### What needs to be done
Go through the entries below and print, exactly, the lines starting at the one with "Target: the metal face cage" and ending at the one with "of the dirt", keeping both ends and no others.

### Entries provided
>>>
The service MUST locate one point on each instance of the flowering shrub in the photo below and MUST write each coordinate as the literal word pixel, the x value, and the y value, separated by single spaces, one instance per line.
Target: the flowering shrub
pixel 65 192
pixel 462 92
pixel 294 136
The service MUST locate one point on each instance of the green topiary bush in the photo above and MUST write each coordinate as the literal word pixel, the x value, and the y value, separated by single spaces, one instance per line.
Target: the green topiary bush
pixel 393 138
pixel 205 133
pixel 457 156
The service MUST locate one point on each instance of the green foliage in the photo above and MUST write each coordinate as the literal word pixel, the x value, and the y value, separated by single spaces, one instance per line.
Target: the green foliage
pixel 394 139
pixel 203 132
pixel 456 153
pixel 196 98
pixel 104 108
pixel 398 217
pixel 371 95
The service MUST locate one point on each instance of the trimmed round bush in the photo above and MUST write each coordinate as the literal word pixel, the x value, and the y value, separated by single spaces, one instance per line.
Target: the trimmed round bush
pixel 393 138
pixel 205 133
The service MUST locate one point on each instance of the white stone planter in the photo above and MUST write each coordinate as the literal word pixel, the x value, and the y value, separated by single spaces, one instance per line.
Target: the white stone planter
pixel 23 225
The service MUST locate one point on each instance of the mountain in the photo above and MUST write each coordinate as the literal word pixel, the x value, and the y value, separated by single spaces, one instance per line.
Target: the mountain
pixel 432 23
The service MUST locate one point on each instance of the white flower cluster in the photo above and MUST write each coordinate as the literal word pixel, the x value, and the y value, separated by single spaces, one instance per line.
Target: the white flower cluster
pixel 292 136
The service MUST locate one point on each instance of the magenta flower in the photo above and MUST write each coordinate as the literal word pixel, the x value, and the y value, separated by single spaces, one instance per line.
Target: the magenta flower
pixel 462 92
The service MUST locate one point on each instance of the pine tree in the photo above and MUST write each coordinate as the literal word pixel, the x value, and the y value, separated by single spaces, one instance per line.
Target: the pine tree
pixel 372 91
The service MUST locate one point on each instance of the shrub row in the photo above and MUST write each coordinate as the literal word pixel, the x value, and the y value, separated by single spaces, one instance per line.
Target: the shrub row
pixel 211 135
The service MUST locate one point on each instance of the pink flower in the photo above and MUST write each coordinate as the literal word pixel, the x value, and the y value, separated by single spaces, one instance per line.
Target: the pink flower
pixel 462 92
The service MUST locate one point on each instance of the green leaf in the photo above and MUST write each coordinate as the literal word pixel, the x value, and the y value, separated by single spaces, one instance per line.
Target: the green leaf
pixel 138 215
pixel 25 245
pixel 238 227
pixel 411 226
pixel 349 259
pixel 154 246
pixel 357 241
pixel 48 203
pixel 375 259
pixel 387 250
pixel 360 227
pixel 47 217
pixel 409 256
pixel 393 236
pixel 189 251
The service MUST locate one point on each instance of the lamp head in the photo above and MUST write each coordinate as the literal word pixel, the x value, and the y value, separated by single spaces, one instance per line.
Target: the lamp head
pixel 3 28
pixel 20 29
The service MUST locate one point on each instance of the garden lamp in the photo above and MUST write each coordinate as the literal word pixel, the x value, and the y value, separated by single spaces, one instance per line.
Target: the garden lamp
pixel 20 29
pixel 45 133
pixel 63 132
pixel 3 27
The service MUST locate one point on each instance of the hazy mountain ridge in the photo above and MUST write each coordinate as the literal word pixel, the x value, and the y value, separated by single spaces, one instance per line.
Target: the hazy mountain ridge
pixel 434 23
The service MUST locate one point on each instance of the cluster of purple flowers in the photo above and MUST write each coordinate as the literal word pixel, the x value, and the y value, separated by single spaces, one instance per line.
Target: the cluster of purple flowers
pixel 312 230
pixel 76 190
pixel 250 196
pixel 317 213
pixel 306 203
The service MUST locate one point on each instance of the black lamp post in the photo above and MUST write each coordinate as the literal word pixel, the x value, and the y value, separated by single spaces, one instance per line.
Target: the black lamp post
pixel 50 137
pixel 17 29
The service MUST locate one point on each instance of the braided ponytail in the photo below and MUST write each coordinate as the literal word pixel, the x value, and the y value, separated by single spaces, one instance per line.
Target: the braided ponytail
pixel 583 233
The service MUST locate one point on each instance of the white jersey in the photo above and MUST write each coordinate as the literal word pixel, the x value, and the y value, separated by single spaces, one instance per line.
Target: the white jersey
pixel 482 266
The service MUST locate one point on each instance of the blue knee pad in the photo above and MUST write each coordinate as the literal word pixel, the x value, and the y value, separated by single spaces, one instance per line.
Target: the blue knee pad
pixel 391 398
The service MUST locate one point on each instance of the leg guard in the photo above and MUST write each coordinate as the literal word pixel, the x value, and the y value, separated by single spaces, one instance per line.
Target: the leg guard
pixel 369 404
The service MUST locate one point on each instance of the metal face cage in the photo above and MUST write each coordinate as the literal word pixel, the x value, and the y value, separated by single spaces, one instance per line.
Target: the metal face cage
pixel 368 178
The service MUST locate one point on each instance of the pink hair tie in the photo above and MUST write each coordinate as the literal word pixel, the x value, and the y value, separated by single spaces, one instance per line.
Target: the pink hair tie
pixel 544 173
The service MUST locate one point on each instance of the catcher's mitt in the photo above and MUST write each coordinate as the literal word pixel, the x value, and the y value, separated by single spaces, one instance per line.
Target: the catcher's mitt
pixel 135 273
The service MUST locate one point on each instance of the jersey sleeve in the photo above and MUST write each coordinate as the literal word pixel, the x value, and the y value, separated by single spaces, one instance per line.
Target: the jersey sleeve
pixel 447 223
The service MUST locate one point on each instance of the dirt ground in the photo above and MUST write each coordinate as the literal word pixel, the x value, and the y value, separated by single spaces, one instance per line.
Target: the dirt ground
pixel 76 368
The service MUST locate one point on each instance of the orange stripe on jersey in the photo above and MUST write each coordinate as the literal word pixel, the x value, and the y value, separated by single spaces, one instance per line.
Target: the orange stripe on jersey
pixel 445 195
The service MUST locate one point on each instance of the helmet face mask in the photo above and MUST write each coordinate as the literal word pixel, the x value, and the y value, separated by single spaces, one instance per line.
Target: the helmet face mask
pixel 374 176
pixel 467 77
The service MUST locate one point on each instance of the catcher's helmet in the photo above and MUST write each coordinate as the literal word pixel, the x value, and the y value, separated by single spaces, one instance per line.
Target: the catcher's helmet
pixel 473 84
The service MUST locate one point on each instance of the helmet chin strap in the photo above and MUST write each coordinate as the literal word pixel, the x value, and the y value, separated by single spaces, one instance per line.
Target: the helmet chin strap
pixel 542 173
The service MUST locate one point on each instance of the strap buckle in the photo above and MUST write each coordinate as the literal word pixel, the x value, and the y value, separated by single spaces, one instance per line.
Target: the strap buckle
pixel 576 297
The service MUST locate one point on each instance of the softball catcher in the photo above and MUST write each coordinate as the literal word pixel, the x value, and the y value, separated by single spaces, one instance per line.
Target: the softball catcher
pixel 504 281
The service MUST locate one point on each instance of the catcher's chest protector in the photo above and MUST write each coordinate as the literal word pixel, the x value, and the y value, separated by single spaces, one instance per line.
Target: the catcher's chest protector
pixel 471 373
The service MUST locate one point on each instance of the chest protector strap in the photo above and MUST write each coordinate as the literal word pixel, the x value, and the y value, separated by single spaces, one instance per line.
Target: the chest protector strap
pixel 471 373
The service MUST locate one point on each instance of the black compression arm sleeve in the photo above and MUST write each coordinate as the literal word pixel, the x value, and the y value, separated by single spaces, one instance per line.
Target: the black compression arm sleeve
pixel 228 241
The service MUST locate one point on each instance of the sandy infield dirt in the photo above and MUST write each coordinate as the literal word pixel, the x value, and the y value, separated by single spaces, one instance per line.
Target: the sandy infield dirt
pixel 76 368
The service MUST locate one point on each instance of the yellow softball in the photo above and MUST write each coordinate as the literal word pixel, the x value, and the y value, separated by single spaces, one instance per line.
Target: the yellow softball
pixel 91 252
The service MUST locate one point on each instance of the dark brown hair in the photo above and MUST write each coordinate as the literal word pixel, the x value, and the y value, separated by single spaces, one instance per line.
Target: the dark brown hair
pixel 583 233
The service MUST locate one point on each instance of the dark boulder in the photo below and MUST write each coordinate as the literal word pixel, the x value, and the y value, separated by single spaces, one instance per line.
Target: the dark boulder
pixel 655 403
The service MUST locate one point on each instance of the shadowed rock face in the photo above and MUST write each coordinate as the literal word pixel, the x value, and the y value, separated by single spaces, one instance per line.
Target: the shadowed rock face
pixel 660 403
<<<
### Exercise answer
Target: the metal face cage
pixel 368 178
The service MUST locate one point on each instance of the pink hair tie in the photo above and MUST write each coordinate as the literal word pixel, the x value, and the y value, separated by single spaces, one instance per line.
Target: the pink hair tie
pixel 544 173
The service MUST locate one point on each instance of the catcher's mitt in the photo above and MUST write each coordinate as the literal word pixel, the x value, and the y value, separated by single spaces, one instance per line.
Target: the catcher's mitt
pixel 135 273
The service MUST locate one point on each instance of the jersey sleeve in the photo above and MUST write each coordinate as the literal word pixel, the x value, and the y value, separated by single spaces, one instance per line.
Target: the jersey sleeve
pixel 447 223
The service MUST locate one point on each instance of the dirt ground in the photo above and MUST write each coordinate as the literal word pixel, the x value, and the y value, separated by single spaces, one instance per line.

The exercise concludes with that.